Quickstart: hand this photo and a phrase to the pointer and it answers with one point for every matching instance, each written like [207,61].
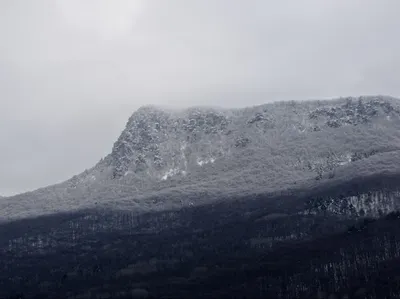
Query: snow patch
[170,173]
[205,161]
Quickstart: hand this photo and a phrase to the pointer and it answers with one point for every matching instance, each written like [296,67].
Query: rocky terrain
[215,152]
[283,200]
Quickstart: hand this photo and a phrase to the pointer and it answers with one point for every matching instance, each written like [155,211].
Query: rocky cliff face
[213,152]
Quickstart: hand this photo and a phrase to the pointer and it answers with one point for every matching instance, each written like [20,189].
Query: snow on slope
[215,151]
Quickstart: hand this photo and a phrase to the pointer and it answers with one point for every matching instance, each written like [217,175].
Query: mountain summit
[163,158]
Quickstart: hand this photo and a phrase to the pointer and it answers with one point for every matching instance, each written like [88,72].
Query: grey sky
[72,71]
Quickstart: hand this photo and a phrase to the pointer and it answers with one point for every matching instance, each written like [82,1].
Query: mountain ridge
[261,148]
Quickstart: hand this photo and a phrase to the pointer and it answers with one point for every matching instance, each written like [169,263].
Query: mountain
[283,200]
[165,158]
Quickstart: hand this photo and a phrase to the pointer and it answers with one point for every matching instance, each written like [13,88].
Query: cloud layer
[72,71]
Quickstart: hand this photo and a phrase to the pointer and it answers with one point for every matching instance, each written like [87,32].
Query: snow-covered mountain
[165,158]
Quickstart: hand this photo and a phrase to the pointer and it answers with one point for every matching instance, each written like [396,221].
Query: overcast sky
[72,71]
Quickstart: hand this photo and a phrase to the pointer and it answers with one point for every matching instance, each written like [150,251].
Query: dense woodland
[285,200]
[235,249]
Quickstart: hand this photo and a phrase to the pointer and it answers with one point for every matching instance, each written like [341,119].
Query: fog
[73,71]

= = = = =

● **AIM OF THE TASK**:
Starting at the line that contains "written like [150,251]." and continuing through the end of the records, switch "dense woodland" to "thick forest" and reproduce those lines with nothing else altered.

● **PROBLEM SOLUTION**:
Quickstart: hand this photo and a phrase to the pointer and it answers with one point for every matching instance, each written like [150,251].
Query: thick forest
[285,200]
[235,249]
Quickstart: hand this photo and a phrase to the pointer and it answers with one point for every matching instance, each written like [341,119].
Query: fog
[73,71]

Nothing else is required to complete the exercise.